One example of such recommendations is a new statement issued by the US Council on Foreign Relations (CFR). This think tank has earned a name for itself in recent years, in particular, for its achievements in the field of monitoring, analyzing and forecasting conflicts and crises in international relations.

It is important to note that the in its approach to the study of contemporary conflicts and crises the CFR does not limit itself to purely academic research, but focuses on clear “applied” analysis, in that it seeks to identify the potential impact of such conflicts and crises on US interests.

The striking changes of direction in Washington’s “crisis policy” after the end of the Cold War, as reflected in its dispatch of US troops to Iraq, Afghanistan and other parts of the world, have lead the CFR’s experts to conclude that such initiatives lead to adverse consequences, including a dangerous “overstretching” of US resources due to its extensive foreign policy obligations. An analysis of the reasons for US miscalculations leads the CFR to the conclusion, given the endless series of crises in various regions, that important decisions were often taken “in pressured circumstances and with considerable uncertainty about the risks involved.”

In order to remedy this situation, the CFR analysts see their main task as “to provide expert assistance to the developers of US foreign policy line in identifying signs of threats posed by developing crises at the earliest possible stage, in order to promptly and proactively provide information to the executive authorities so that they can take the necessary preventive measures in a timely manner and make rational use of the available resources.”

To achieve this goal, the CFR has developed a methodology for the examination of contemporary crisis phenomena and conflicts. On an annual basis the CFR surveys the views of a wide spectrum of experts in the field of foreign policy in order to identify the range of conflicts currently playing out in the world. Based on the results of its survey, the CFR draws up a list of 30 current, possible, and projected situations that “have a significant potential for conflict development and may have an unfavorable impact on US interests” in the coming twelve months. Such a “narrow” time frame, according to the CFR’s experts, allows it to identify signs of specific conflict situation becoming more serious at an early stage while still leaving enough time for US executive authorities to prepare the necessary preventive or retaliatory measures.

Based on the results of its analysis, the CFR draws up a Risk Assessment Matrix. In essence, this is a scale of priorities, in which selected crises and conflicts are ranked from those which may have “a high impact on US interests combined with a high likelihood of occurrence” (Tier I situations), “a low impact on US interests with a high likelihood of occurrence” (Tier II situations), or “of a low impact on US interests and a low likelihood of occurrence” (Tier III situations).

In order to take into account the high mobility and volatility of crisis phenomena, the CFR places great emphasis on analyzing the rate of change in such processes. One tool designed to help achieve this goal is the Global Conflict Tracker, an interactive online database of conflicts and crises which is maintained and regularly updated by the CFR.

How do American experts currently see the overall impact of crises situations on the interests of the United States? The new issue of the CFR’s annual Preventive Priorities Survey attempts to answer that question.

**Dataset records**

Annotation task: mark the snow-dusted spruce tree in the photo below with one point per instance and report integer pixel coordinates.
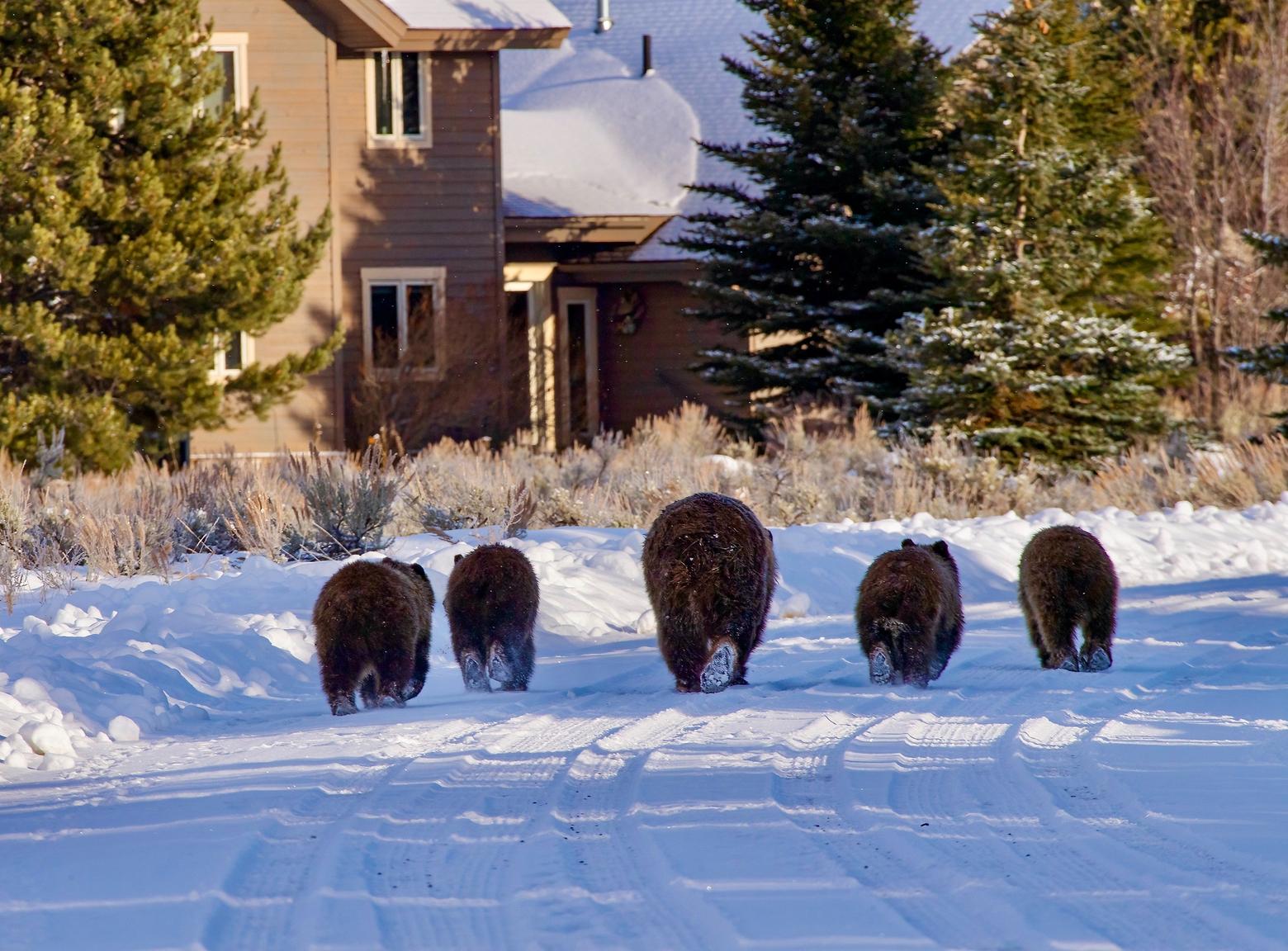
(135, 234)
(814, 249)
(1037, 248)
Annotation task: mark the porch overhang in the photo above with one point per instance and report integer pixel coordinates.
(635, 272)
(590, 229)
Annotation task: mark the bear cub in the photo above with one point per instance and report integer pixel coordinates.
(491, 606)
(1068, 580)
(910, 613)
(372, 633)
(710, 572)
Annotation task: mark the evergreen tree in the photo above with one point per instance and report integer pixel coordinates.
(813, 252)
(1044, 246)
(135, 232)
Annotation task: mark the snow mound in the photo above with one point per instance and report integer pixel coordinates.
(116, 661)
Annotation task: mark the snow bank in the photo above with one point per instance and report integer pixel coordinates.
(119, 660)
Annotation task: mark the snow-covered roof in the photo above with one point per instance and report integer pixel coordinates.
(478, 14)
(584, 133)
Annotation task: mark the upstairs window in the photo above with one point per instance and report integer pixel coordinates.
(231, 360)
(398, 99)
(228, 50)
(404, 319)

**Exercise instructions**
For each statement, say yes or no based on the CFR text and quote the words that decide it: (a) The CFR surveys foreign policy experts every year to identify current conflicts. (b) The CFR's list covers situations expected over the coming five years. (c) Tier II situations combine a low impact on US interests with a low likelihood of occurrence.

**Correct result**
(a) Yes: "On an annual basis the CFR surveys the views of a wide spectrum of experts in the field of foreign policy in order to identify the range of conflicts currently playing out in the world."
(b) No: "may have an unfavorable impact on US interests” in the coming twelve months."
(c) No: "“a low impact on US interests with a high likelihood of occurrence” (Tier II situations)"